= EXERCISE DESCRIPTION =
Beneath this task are records; print exactly the stretch of them from the line with "68L124 71V78H127L125 61L113" through the line with "positive clicks: (128, 69)", both ends included.

-*-

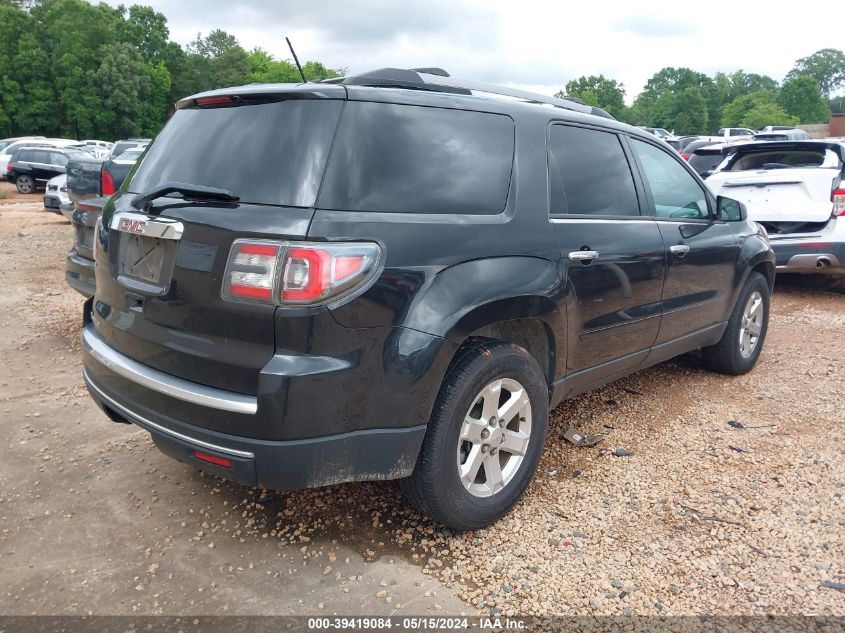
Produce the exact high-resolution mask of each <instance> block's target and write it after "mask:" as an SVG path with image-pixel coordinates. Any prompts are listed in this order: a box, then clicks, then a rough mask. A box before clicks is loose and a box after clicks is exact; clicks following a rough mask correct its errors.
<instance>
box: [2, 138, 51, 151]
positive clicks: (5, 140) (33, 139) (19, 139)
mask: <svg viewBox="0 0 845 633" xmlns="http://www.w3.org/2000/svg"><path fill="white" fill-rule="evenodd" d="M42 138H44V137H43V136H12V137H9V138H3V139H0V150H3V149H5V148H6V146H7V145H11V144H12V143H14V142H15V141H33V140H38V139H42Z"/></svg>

-*-

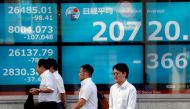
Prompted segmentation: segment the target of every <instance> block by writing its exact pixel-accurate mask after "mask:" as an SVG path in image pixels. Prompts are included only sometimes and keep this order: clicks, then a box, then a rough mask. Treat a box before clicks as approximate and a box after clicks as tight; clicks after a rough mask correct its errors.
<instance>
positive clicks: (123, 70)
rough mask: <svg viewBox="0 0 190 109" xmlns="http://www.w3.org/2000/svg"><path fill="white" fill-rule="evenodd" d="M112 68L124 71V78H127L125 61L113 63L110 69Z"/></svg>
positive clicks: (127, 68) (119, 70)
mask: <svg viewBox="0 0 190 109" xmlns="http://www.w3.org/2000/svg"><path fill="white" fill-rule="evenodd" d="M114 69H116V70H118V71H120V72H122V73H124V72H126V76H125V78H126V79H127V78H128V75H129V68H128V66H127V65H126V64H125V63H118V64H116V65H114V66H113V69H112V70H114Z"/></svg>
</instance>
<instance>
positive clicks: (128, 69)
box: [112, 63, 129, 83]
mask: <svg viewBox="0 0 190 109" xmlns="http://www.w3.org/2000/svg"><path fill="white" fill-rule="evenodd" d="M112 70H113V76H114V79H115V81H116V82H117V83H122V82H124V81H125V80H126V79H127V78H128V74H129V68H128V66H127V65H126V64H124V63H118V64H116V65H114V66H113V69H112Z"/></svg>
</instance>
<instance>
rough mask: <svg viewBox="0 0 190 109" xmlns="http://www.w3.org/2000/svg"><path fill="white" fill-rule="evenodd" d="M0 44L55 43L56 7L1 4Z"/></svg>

-*-

= TASK OUTPUT =
rough mask: <svg viewBox="0 0 190 109" xmlns="http://www.w3.org/2000/svg"><path fill="white" fill-rule="evenodd" d="M112 68L124 71V78H127L125 61L113 63L110 69Z"/></svg>
positive clicks: (127, 68) (119, 70)
mask: <svg viewBox="0 0 190 109" xmlns="http://www.w3.org/2000/svg"><path fill="white" fill-rule="evenodd" d="M114 69H116V70H118V71H120V72H122V73H124V72H126V76H125V78H126V79H127V78H128V75H129V68H128V66H127V65H126V64H125V63H118V64H116V65H114V66H113V69H112V70H114Z"/></svg>
</instance>
<instance>
positive clicks: (128, 69)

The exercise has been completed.